_THE EXERCISE_.
Leaving out the pictures, retype all the material exactly.

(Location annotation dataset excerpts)

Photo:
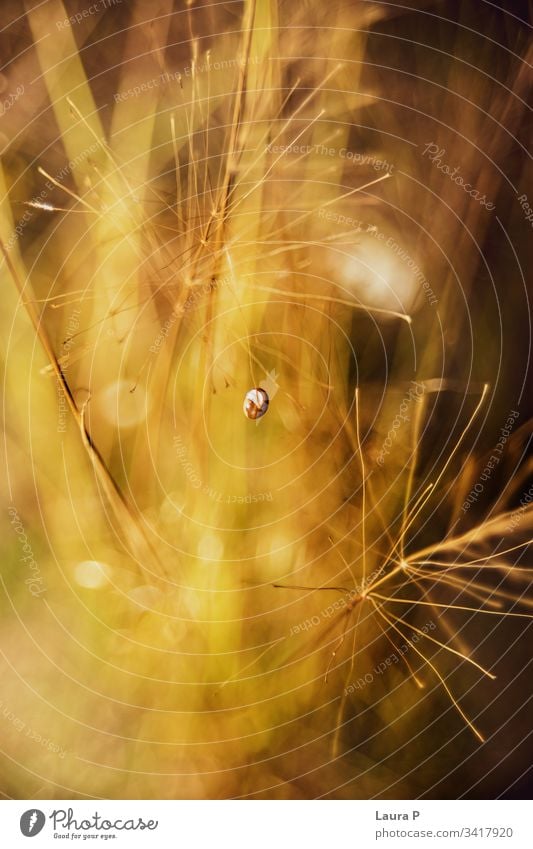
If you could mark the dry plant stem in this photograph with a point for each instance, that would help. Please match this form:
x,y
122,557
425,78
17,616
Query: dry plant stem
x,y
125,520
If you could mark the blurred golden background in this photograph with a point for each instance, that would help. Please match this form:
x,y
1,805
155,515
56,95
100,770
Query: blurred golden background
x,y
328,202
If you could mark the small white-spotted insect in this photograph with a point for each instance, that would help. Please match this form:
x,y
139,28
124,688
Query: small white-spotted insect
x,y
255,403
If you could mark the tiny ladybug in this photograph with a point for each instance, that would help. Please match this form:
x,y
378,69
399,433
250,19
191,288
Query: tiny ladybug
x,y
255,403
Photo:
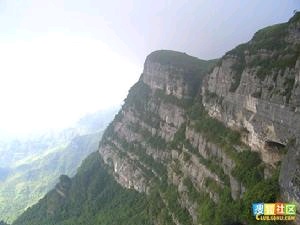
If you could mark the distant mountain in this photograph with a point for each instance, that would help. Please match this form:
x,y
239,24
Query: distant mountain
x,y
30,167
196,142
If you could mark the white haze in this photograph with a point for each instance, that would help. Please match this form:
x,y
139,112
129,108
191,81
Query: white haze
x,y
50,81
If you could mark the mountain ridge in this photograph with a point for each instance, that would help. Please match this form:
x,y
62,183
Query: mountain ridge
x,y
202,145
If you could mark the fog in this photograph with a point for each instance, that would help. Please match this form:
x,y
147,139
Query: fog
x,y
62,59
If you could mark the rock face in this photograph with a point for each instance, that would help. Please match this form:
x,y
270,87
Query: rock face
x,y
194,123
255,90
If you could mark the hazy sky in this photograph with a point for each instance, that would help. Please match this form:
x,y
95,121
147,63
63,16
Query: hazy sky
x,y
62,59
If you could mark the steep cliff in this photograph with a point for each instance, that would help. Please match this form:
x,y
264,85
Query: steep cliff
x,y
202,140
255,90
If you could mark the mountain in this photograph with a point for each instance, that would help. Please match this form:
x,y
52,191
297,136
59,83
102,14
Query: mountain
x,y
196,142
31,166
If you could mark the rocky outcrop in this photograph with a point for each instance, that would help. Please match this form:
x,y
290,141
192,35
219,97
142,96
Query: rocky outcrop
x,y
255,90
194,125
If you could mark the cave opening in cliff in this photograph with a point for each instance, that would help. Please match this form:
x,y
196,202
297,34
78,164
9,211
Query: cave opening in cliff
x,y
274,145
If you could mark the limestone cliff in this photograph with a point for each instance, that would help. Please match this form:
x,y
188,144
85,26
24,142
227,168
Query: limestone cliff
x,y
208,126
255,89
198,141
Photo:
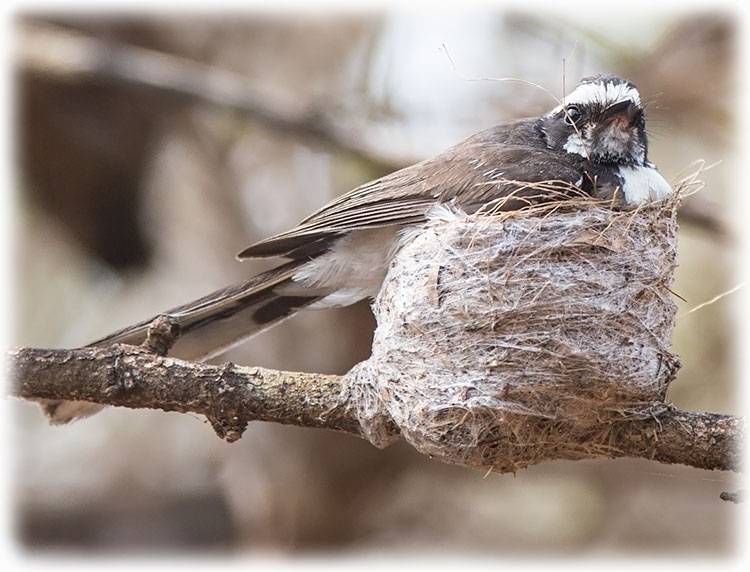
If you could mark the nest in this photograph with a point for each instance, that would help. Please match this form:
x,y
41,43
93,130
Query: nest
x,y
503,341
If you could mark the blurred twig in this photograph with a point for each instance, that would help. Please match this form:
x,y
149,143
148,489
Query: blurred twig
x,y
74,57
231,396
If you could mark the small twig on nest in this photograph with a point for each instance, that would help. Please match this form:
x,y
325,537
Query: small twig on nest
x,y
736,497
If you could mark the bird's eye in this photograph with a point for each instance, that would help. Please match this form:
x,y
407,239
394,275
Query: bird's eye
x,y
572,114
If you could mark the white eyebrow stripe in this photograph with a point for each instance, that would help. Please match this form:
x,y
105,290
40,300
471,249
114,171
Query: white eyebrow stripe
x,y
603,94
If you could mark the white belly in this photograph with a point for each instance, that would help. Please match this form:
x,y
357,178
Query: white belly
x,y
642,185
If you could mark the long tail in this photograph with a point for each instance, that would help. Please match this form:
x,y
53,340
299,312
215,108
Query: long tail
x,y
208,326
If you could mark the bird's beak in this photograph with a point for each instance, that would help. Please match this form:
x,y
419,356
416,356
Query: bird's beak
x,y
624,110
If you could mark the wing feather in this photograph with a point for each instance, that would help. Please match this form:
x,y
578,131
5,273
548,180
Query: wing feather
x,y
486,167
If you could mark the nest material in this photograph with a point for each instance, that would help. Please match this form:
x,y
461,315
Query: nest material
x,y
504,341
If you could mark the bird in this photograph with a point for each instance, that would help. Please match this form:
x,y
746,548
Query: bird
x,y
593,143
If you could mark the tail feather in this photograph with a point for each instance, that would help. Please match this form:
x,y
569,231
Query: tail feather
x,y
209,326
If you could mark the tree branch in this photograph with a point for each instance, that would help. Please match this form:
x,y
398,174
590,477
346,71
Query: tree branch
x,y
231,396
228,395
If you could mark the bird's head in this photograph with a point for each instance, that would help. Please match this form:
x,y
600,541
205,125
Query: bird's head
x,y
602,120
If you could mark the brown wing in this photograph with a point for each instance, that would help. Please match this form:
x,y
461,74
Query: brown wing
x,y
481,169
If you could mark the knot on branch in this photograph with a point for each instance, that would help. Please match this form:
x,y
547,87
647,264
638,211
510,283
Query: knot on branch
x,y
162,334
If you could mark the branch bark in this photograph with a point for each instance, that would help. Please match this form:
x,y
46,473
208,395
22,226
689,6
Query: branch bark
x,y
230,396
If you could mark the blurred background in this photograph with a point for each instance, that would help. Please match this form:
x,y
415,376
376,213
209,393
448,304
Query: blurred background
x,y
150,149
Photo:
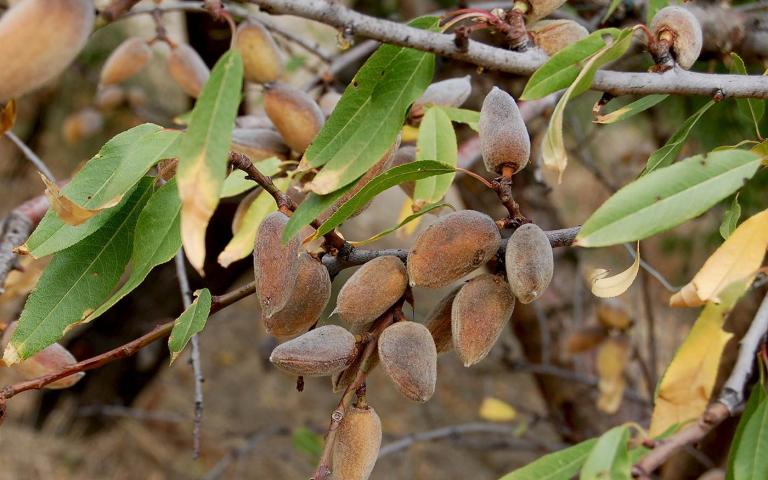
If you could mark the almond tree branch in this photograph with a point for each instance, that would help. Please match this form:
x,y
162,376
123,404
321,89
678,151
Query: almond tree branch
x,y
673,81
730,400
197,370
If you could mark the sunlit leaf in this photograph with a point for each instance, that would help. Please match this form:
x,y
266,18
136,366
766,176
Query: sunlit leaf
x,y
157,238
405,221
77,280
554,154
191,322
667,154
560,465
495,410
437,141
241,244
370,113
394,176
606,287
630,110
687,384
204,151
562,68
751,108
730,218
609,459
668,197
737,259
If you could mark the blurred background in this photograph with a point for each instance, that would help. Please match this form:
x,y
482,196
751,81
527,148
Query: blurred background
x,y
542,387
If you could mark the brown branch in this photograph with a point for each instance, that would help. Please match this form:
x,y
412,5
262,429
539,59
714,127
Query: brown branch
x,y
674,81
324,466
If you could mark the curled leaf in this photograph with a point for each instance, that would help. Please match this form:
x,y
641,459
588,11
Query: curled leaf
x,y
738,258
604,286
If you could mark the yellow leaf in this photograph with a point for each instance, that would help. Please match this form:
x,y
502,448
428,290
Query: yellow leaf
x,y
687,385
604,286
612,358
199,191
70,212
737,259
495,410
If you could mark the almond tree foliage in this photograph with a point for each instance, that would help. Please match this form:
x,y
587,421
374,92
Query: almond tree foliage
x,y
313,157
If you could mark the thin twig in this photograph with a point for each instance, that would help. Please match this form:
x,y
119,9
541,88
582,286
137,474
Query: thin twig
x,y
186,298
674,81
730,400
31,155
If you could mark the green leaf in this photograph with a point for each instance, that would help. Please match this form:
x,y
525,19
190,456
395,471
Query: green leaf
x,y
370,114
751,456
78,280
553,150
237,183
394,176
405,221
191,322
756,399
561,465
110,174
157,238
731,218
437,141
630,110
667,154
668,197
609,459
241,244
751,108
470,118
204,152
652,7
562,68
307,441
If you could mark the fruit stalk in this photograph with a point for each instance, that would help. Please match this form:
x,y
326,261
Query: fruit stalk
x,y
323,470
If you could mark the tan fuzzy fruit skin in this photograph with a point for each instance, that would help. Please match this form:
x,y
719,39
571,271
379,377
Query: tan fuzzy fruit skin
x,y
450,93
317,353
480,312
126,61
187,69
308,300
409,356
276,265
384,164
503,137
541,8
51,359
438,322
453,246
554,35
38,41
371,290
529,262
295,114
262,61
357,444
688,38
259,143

_REPLY_.
Photo:
If you could mark the dry plant stem in this photograph with a point for each instance, that would help. Please match this form:
x,y
122,557
425,78
17,616
Query: dry plant stem
x,y
125,520
If you could mark the blurred golden background in this photograph with a point for each instance, that would help. Please match this form:
x,y
1,805
155,515
56,95
100,770
Query: blurred golden background
x,y
328,202
If you could mark the small white-spotted insect in this photograph with a point for each instance, that would help. Please match this form:
x,y
139,28
124,688
Query: small white-spotted insect
x,y
255,403
If you could mark the tiny ladybug in this photograph with a point for each instance, that would help. Please match this form:
x,y
378,69
399,433
250,19
191,288
Query: tiny ladybug
x,y
255,403
Photo:
If you could mark the distant mountain in this photograph with a point for each instance, that would help. Please match this form:
x,y
239,24
Query: distant mountain
x,y
30,167
196,142
If you could mark the white haze in this photograph with a point for each instance, that would help. Please match this form:
x,y
139,112
129,108
191,81
Query: white haze
x,y
50,81
If you could mark the mountain ridge in this photograph with a point for each instance, that would help. Please match this form:
x,y
62,183
Query: mountain ridge
x,y
202,145
If you could mark the fog in this photograph with a point for each instance, that would help. Please match this form:
x,y
147,139
Query: fog
x,y
62,59
If you could mark the rock face in this photograph with a point for each instance, that would help. Please match this form:
x,y
270,87
Query: rock face
x,y
194,123
255,90
If you could mark the hazy sky in this photograph with a point for each instance, that would help. Please match this form:
x,y
95,121
147,63
63,16
Query: hazy sky
x,y
62,59
If you could mark the steep cliff in this photograph with a point for each instance, that would help. Please match this form:
x,y
264,85
Query: steep cliff
x,y
202,140
255,90
If you could mark the mountain in this photograph with a point for each instance, that would help. Please match this form:
x,y
52,191
297,136
59,83
102,14
Query: mountain
x,y
196,142
31,166
If you could mark the rocky outcrop in this photograph with a point for each instance, that would help. Please match this form:
x,y
290,141
192,35
219,97
142,96
Query: rocky outcrop
x,y
255,90
194,125
If you could mark the cave opening in cliff in this photograph with a point for each instance, that would help. Please match this form:
x,y
196,202
297,34
78,164
9,211
Query: cave opening in cliff
x,y
274,145
If you could mark the limestone cliff in this photograph with a point for each instance, that would help. Please match this form:
x,y
188,144
85,26
24,142
227,168
Query: limestone cliff
x,y
208,126
255,89
198,141
Photo:
If you could mark the nest in this photograph with a point for each instance, that would help. Please match this form:
x,y
41,43
93,130
Query: nest
x,y
503,341
If you could mark the blurred twig in this photograph with a point for each instance, that would help. Please match this form:
x,y
149,143
148,489
Query: blurred twig
x,y
74,57
231,396
If you could mark the small twig on nest in this photograph with a point for each instance, that would help. Please match this form:
x,y
325,537
Query: small twig on nest
x,y
736,497
If you could mark the bird's eye in this photograph with a point for each instance, that would help. Please match this form:
x,y
407,239
394,275
Query: bird's eye
x,y
572,114
If you could mark the white eyebrow stripe in this photograph with a point for each instance, that would help. Please match this form:
x,y
105,290
40,300
471,249
114,171
Query: white eyebrow stripe
x,y
603,94
If you could mark the white belly in this photograph with a point for each instance, that would help. Please match this form:
x,y
357,178
Query: white belly
x,y
642,185
If you could mark the long tail in this photograph with a point for each instance, that would help. Please match this form:
x,y
53,340
299,312
215,108
Query: long tail
x,y
208,326
If you could mark the bird's beak in this photograph with a point for each instance, that would help. Please match this form:
x,y
419,356
416,356
Query: bird's beak
x,y
624,110
If you could mark the wing feather in this photograph with a point for each instance, that would help. Please match this form:
x,y
578,131
5,273
548,180
Query: wing feather
x,y
486,167
If you could mark the nest material in this photograph with a point for each instance, that would help. Please match this form:
x,y
461,315
Query: nest material
x,y
504,341
If you could mark the bird in this photograph with a point for each instance, that would help. Please match this form:
x,y
746,548
Query: bird
x,y
593,143
If you could mark the tail feather in this photograph with a point for each instance, that would help. Please match this form:
x,y
569,231
Query: tail feather
x,y
209,326
If you could mark the tree branch in this photograph with a point for each instance, that would help. Please match this form:
x,y
398,174
590,477
346,71
Query: tree branch
x,y
231,396
228,395
If you could mark the bird's head in this photograph with a point for each instance, that would help. Please match this form:
x,y
600,541
205,125
Query: bird's head
x,y
602,120
If you could mark the brown wing in this photograph with a point for each instance, that would help. Please match this form:
x,y
461,74
Query: brown wing
x,y
481,169
If you could mark the knot on branch in this photograph with a point for each instance, that would help. Please match this form:
x,y
547,87
647,264
638,211
510,283
Query: knot on branch
x,y
162,334
If you could mark the branch bark in this photograph with a point for each instance, that would help. Please match this form:
x,y
46,473
208,395
22,226
689,6
Query: branch bark
x,y
230,396
If you could mark the blurred background in this photograph with a point for each instance, that would help. Please match this form:
x,y
415,376
376,213
209,393
448,304
Query: blurred background
x,y
150,149
Photo:
If you could mark the almond tree branch in this photograph with a point for each instance, that would help. Please match this form:
x,y
162,376
123,404
321,89
678,151
Query: almond tree branch
x,y
673,81
730,400
197,370
If you could mark the sunlit leaf in this photograph with a point for each instance, that would help. Please match this form:
x,y
266,18
136,366
766,176
Query: sunlit leaf
x,y
157,238
405,221
77,280
554,154
191,322
667,154
560,465
495,410
437,141
241,244
370,113
394,176
606,287
630,110
687,384
204,151
562,68
751,108
730,218
609,459
668,197
737,259
If you could mark the blurred background in this photograph with a point for each instance, that would help. Please match this form:
x,y
482,196
751,81
527,148
Query: blurred background
x,y
542,387
If you could mark the brown branch in this photograph with a point for each instance, that would help. Please match this form:
x,y
412,5
262,429
539,59
714,127
Query: brown branch
x,y
674,81
324,466
If you could mark the curled leaf in this photograph with a point for each instance, that would help. Please match this form:
x,y
641,459
588,11
Query: curled leaf
x,y
738,258
604,286
If you could mark the yellow leaf in this photograph with a point for each instance, that would help. Please match this form:
x,y
502,448
428,290
Query: yellow leaf
x,y
687,385
604,286
612,358
199,191
70,212
737,259
495,410
If you could mark the almond tree foliage in this photograph with a point for each instance, that would help. Please match this form:
x,y
587,421
374,92
Query: almond tree foliage
x,y
313,157
If you could mark the thin twig in this photograph with a point for each instance, that would help. Please match this form:
x,y
119,9
541,88
582,286
137,474
Query: thin twig
x,y
186,298
674,81
730,400
31,155
If you could mark the green leaf in this photograph with a point for each instance, that would help. Please match this form:
x,y
525,19
190,456
395,471
Query: green leaf
x,y
370,114
751,456
78,280
553,150
237,183
394,176
405,221
191,322
756,399
561,465
110,174
157,238
731,218
437,141
630,110
667,154
668,197
609,459
241,244
751,108
470,118
204,152
652,7
562,68
307,441
If you could mark the fruit stalk in this photograph with a point for each instance, that would help. Please match this form:
x,y
326,261
Query: fruit stalk
x,y
323,470
If you could mark the tan fuzzy fruit skin in this photograph with a point for each instance, that would help. Please match this form:
x,y
719,39
571,271
379,377
Query: tan fuzzy fruit skin
x,y
450,93
317,353
480,312
126,61
187,69
308,300
409,356
276,265
384,164
503,137
541,8
51,359
438,322
453,246
554,35
38,41
371,290
529,262
295,114
262,61
357,444
688,38
259,143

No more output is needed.